Gestellte Aufgabe A: Wiederhole die Einträge unverändert, und zwar den Abschnitt, der mit der ersten Zeile der Einträge beginnt und mit der Zeile endet, die „[(159, 137)]“ enthält, beide Enden eingeschlossen. Lass die Bilder in deiner Antwort weg.

Vorliegender Textauszug:
****
Art. 21 legt zudem fest, dass auch die innere Struktur von Parteien demokratisch organisiert sein muß. Eine nach dem 'Führerprinzip' wie die NSDAP organisierte Gruppierung wäre nicht verfassungskonform. Auch das hat sich als m. E. n. bewährt. Da radikale Parteien erfahrungsgemäß kompromißunfähige Querulanten anziehen, zerlegen diese sich recht häufig in inneren Kämpfen selbst.

Keines der Grundrechte darf in seinem Wesensgehalt angetastet werden (Art. 19), gleichgültig mit welcher Mehrheit ein solches Gesetz verabschiedet würde. Schon die Reichstagsbrandverordnung vom Februar 1933 setzte fundamentale Grundrechte außer Kraft. Auch dies wäre heute verfassungswidrig. Gegen ein solches Gesetz haben die Bürger sogar ein Widerstandsrecht (Art. 20).
 
Persönlich hat mich dieser Ansatz nie ganz überzeugt. Als Schüler empfand ich ihn als Angstmacherei und ein wenig auch Schikane der Lehrer, mit dem entsprechenden historischen Wissen neige ich eher der Perspektive der heutigen Täterforschung zum Dritten Reich zu (in diese Richtung weisen etwa Mallmann/Paul, Karrieren der Gewalt, oder auch die Himmler-Biografie von Longerich), die von einem langen, durch persönliche Erlebnisse bedingten Verrohungsprozess einer Männerschicht ausgeht (mit dem Weg von den Schlachtfeldern des Ersten Weltkriegs, über die Freikorps und SA ins Dritte Reich), die dann hauptverantwortlich für die Kriegs- und Menschenrechtsverbrechen wurde.
****
Zu verarbeitende Daten:
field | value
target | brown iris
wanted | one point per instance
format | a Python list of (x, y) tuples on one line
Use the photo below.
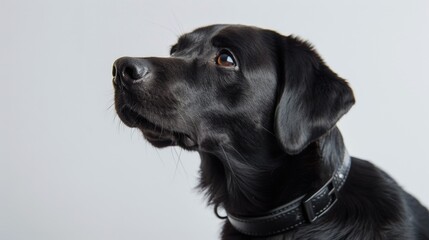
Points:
[(225, 59)]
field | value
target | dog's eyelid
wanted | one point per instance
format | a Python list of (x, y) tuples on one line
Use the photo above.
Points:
[(173, 49), (226, 58)]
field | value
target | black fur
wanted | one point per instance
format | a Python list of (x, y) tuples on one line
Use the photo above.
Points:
[(264, 128)]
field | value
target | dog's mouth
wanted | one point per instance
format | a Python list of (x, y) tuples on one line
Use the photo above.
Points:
[(158, 136)]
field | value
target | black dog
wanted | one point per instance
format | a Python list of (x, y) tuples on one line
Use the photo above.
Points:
[(261, 110)]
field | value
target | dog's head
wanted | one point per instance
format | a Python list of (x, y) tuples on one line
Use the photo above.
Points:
[(231, 85)]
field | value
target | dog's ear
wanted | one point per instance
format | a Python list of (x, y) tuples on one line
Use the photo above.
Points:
[(312, 98)]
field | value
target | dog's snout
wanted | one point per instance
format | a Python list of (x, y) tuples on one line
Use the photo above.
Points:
[(127, 71)]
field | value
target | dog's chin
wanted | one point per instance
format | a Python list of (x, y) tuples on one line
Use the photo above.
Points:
[(159, 137)]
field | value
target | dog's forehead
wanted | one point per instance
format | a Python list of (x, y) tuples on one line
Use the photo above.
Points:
[(205, 35)]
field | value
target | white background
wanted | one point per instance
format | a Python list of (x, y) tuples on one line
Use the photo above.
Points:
[(70, 170)]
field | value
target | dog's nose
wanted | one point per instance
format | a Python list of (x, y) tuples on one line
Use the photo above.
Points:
[(127, 71)]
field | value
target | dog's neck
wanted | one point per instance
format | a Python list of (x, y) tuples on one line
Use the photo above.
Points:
[(253, 184)]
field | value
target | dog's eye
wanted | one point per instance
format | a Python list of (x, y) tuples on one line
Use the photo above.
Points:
[(225, 59), (173, 49)]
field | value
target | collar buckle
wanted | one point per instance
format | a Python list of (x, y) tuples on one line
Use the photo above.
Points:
[(309, 201)]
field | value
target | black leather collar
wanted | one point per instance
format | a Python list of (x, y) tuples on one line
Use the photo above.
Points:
[(305, 209)]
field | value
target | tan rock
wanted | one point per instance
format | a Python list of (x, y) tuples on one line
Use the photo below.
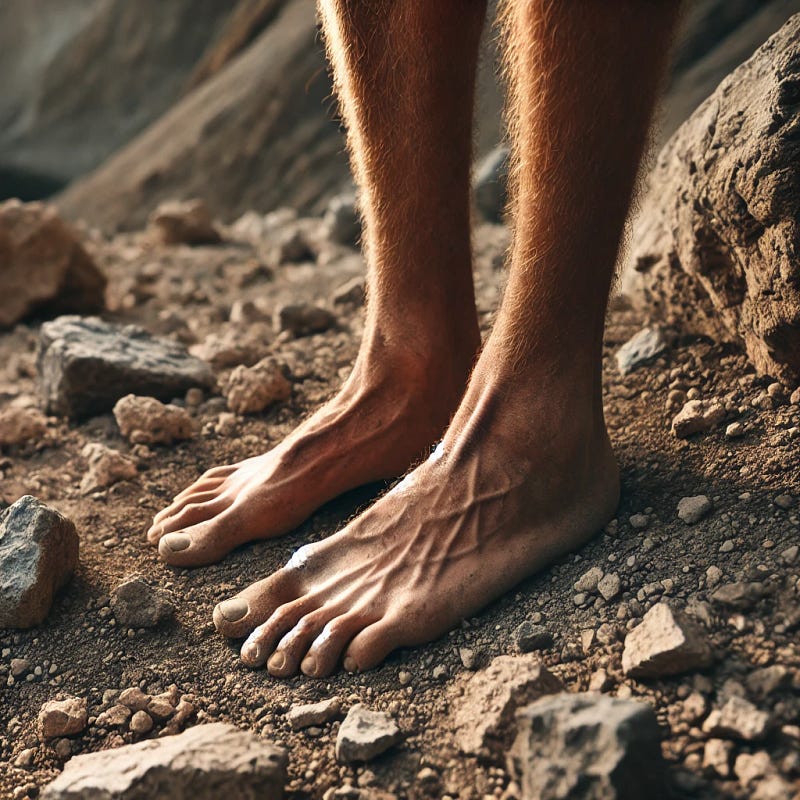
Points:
[(252, 389), (105, 467), (18, 425), (145, 420), (186, 222)]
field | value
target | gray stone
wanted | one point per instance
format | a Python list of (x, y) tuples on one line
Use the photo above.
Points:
[(491, 184), (693, 509), (641, 348), (530, 637), (85, 365), (206, 762), (737, 719), (666, 642), (303, 319), (38, 554), (716, 246), (739, 594), (184, 222), (44, 266), (136, 604), (588, 746), (342, 221), (304, 716), (365, 734), (483, 715)]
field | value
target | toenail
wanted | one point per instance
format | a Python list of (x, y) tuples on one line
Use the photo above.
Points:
[(350, 664), (234, 609), (309, 665), (176, 541), (277, 661), (251, 654)]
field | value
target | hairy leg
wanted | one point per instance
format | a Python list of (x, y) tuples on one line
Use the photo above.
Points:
[(405, 75), (525, 471)]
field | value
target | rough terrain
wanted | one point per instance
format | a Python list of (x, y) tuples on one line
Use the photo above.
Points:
[(729, 562)]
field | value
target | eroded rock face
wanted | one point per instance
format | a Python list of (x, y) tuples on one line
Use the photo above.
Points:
[(590, 746), (42, 263), (38, 554), (204, 763), (85, 365), (717, 246)]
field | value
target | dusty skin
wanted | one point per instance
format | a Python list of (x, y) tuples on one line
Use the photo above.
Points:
[(525, 471), (474, 519)]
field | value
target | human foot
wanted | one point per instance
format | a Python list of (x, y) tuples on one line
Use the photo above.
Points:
[(510, 489), (395, 404)]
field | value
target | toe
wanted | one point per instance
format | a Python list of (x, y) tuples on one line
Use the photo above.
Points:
[(260, 646), (372, 645), (195, 512), (239, 615), (293, 647), (326, 650)]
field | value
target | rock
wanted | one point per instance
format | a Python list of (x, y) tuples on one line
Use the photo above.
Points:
[(251, 389), (737, 719), (18, 425), (186, 222), (115, 717), (693, 509), (38, 554), (641, 348), (105, 467), (740, 594), (590, 746), (365, 734), (304, 716), (141, 722), (44, 265), (85, 365), (717, 757), (342, 221), (717, 239), (529, 637), (204, 763), (145, 420), (352, 293), (763, 682), (293, 247), (666, 642), (697, 416), (491, 190), (136, 604), (589, 580), (609, 586), (484, 715), (62, 718), (303, 319)]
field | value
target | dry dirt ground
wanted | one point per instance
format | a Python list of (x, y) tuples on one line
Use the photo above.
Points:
[(188, 293)]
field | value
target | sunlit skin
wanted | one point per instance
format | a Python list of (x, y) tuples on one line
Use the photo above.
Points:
[(524, 472)]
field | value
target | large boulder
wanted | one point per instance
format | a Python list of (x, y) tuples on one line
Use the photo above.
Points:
[(588, 746), (38, 554), (717, 244), (43, 264), (204, 763)]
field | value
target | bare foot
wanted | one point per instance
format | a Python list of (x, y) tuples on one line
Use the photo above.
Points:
[(509, 490), (392, 408)]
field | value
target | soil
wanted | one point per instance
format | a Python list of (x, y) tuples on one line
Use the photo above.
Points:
[(187, 293)]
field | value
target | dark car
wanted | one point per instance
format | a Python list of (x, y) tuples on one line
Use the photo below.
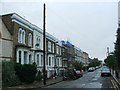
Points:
[(91, 69), (105, 72), (78, 74)]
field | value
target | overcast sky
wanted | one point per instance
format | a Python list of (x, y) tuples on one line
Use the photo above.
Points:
[(91, 26)]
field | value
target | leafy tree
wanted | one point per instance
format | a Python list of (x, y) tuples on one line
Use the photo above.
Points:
[(26, 72), (95, 62), (117, 47)]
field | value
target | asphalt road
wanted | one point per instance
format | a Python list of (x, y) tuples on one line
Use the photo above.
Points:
[(89, 80)]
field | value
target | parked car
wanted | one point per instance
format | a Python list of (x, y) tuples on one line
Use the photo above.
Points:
[(105, 72), (78, 74), (91, 69)]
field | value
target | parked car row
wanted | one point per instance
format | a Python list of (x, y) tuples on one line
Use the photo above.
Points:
[(91, 69), (105, 72), (72, 74)]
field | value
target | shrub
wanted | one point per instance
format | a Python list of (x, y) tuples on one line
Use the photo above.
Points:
[(8, 74), (39, 76), (26, 72)]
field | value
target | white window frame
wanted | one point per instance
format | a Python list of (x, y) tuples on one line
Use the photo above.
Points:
[(30, 39), (20, 35), (23, 36), (49, 46)]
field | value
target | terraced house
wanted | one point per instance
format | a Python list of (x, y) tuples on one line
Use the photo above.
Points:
[(22, 42)]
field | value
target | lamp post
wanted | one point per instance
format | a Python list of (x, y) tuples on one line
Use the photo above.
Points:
[(44, 70)]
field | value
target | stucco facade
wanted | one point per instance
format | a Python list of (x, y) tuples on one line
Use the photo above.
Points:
[(6, 42)]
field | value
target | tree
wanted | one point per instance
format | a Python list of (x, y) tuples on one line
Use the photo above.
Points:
[(117, 48), (111, 61)]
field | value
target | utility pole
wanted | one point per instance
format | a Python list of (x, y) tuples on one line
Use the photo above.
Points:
[(44, 69), (108, 51)]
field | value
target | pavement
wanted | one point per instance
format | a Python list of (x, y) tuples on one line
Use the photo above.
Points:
[(35, 84), (116, 79)]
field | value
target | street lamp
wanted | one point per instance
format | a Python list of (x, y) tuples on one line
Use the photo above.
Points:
[(55, 70), (44, 70)]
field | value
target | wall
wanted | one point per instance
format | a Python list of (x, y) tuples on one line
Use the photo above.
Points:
[(6, 43)]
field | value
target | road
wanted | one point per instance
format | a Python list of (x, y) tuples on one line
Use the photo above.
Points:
[(89, 80)]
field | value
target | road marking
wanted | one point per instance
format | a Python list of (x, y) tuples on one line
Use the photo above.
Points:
[(113, 84)]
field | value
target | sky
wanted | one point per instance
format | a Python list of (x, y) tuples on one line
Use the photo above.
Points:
[(88, 24)]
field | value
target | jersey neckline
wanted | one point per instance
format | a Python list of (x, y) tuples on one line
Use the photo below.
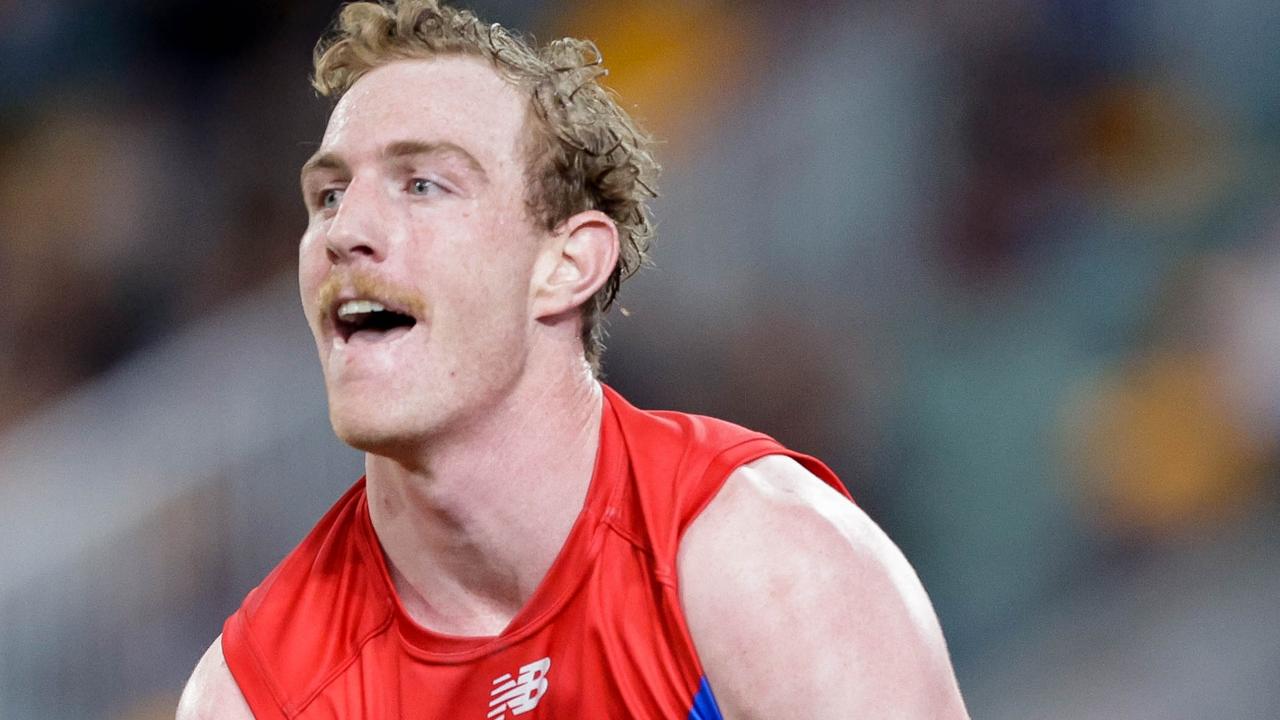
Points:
[(557, 586)]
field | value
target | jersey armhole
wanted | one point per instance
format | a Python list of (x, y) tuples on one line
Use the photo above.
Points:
[(246, 668)]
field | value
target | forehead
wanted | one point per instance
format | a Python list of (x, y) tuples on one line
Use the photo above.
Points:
[(452, 99)]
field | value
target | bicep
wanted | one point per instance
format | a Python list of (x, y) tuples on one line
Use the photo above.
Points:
[(211, 692), (800, 606)]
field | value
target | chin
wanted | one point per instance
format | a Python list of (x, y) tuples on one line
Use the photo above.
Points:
[(379, 434)]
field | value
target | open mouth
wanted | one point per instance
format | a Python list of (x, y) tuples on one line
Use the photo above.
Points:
[(369, 319)]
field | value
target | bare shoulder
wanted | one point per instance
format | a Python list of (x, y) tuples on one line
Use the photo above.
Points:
[(800, 606), (211, 692)]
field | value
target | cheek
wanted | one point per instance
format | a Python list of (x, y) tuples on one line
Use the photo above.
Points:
[(312, 268)]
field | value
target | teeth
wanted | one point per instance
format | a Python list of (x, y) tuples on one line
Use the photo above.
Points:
[(359, 308)]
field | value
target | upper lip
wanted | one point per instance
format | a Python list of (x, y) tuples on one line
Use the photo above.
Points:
[(336, 324)]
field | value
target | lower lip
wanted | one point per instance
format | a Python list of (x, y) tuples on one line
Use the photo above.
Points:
[(375, 337)]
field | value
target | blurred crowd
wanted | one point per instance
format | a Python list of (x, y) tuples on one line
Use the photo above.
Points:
[(1011, 267)]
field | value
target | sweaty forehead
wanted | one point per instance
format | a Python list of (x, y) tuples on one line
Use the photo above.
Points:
[(452, 99)]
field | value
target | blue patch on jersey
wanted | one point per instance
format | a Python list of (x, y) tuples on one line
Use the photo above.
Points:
[(704, 703)]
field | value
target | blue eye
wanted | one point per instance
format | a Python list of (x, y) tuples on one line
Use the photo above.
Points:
[(421, 186), (330, 197)]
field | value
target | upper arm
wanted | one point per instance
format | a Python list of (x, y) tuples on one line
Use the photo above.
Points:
[(211, 692), (800, 606)]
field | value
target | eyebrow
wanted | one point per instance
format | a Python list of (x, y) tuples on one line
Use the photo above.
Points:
[(396, 150)]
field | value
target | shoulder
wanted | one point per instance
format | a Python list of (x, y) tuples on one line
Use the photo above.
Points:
[(782, 573), (211, 692)]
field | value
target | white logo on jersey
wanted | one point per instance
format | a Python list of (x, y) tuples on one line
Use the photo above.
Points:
[(519, 695)]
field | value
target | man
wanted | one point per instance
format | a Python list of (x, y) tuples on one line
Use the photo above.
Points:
[(525, 541)]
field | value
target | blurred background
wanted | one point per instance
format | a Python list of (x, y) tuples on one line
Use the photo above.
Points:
[(1011, 268)]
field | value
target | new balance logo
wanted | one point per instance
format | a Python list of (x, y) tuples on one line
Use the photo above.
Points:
[(519, 695)]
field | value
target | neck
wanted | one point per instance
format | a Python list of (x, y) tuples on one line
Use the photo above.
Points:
[(472, 523)]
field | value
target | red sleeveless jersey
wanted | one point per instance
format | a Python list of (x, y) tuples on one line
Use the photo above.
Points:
[(603, 636)]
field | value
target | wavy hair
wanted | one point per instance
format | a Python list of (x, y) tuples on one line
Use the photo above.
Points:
[(583, 150)]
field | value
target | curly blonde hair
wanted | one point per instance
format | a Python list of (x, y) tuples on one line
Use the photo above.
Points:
[(583, 150)]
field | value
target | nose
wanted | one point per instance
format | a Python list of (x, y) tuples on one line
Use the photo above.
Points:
[(355, 232)]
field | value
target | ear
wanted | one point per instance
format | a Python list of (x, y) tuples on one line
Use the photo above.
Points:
[(576, 261)]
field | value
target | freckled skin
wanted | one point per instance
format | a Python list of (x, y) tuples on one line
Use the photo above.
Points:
[(467, 254)]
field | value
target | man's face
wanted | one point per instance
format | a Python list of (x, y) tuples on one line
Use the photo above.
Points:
[(416, 205)]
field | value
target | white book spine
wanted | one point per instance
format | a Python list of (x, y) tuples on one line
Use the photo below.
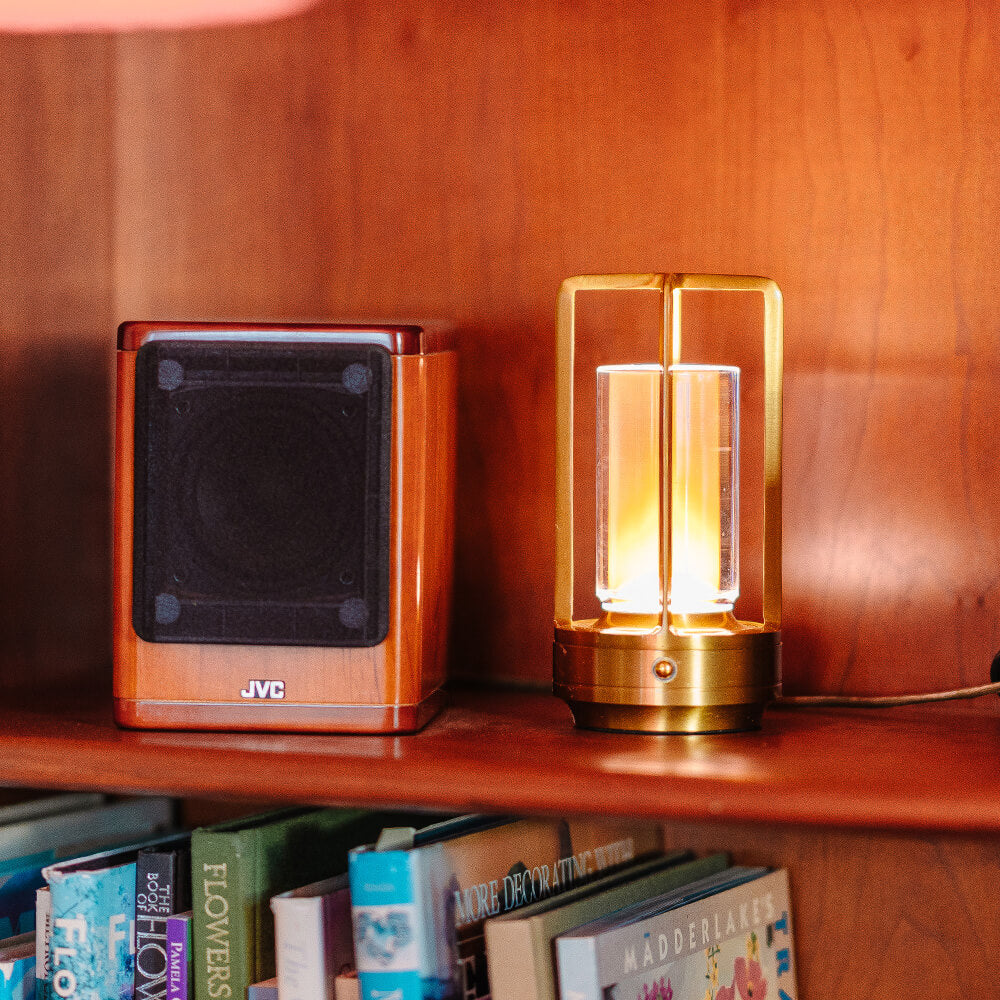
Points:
[(43, 927), (300, 949), (577, 959)]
****
Gestellte Aufgabe B: Führe den Text über das Grundgesetz und das Dritte Reich nach seinem letzten Satz weiter.

Ergebnis der Aufgabe A:
field | value
target | brown iris
wanted | one point per instance
format | a Python list of (x, y) tuples on one line
Use the photo below.
Points:
[(225, 59)]
field | value
target | dog's eyelid
wanted | one point per instance
format | a Python list of (x, y) tuples on one line
Use the photo above.
Points:
[(173, 49), (226, 58)]
field | value
target | black fur
wanted | one point per instance
format | a Python list of (x, y) tuples on one line
Use the photo above.
Points:
[(264, 128)]
field | value
target | dog's mouth
wanted | one point per instance
format | a Python list of (x, y) tuples on one line
Use the photo above.
Points:
[(158, 136)]
field | value
target | black dog
wanted | one point per instance
format | a Python list of (x, y) tuples on one line
Use the photo above.
Points:
[(261, 110)]
field | value
target | dog's head
wanted | one point per instance
format | a Python list of (x, y) tuples on one line
Use the photo above.
Points:
[(231, 85)]
field | value
target | dog's ear
wanted | one point per instance
format | a Python list of (x, y) tuples on one line
Use the photo above.
Points:
[(312, 98)]
field | value
target | dog's snout
wanted | one point per instance
format | a Python list of (x, y) tuples on one line
Use the photo above.
Points:
[(127, 71)]
field | value
target | dog's chin
wanted | one point per instance
format | a Python list of (x, y) tuples on one line
Use the photo above.
Points:
[(159, 137)]

Ergebnis der Aufgabe B:
Das halte ich für zu kurz gesprungen.

-Ein Großteil der Veteranen des 1. WK war zu alt für den 2.

-Ein Großteil der der Kriegsverbrechen, des unmittelbaren Völkermodes oder sadistischer Menschenrechtsverletzungen in den KZs wurde von Leuten begangen, welche sich noch in ihren 20ern(!) befanden. Demanjuk ist z.B. Jahrgang 1920. Hans Stark Hans Stark ? Wikipedia wurde sogar noch nach Jugendstrafrecht verurteilt. In der breiten Masse war der Nationalsozialismus eine sehr junge Bewegung, die jungen waren dann auch die unmittelbar beteiligten Täter. Die Veteranen des 1. WKs innerhalb des Nationalsozialismus waren hingegen eher Ü40 und Schreibtischtäter.

-Die "Blutpumpe von Verdun" war etwas, was in den 30ern z.B. die Appeasementpolitik der Briten prägte, eine Wiederholung wollten die Verantwortlichen, die z.T. unmittelbar dabei waren unbedingt vermeiden. Im Industriezeitalter war klar, dass es im Kriegsfall wieder zu einem großen Schlachten kommen würde. Wieso sollten die Deutschen dann da besonders heiss drauf gewesen sein?

(EDIT: Gedanke: Hmm, Versailles revidieren...? Und der Jugend die Drecksarbeit überlassen... Die Leute, die während des 2. WKs schwere Verbrechen begangen waren ja 1933 oft noch keine 21 und waren politisch unmündig)

Das führt mich auch zum letzten Argument:
In den Stellungskriegen des 1. WKs waren ja nicht nur Deutsche, sondern auch Franzosen beteiligt. Aber die sind trotz Beteiligung am Ruhrkampf und co. in den 20ern natürlich nicht verroht, weil Franzosen ja überhaupt so tolle Liebhaber sind...?

Also wenn "Verrohungsprozess der deutschen Männerschicht" der aktuelle Forschungsstand sein soll, hab ich das Gefühl, dass die Forschung ziemlich daneben liegt...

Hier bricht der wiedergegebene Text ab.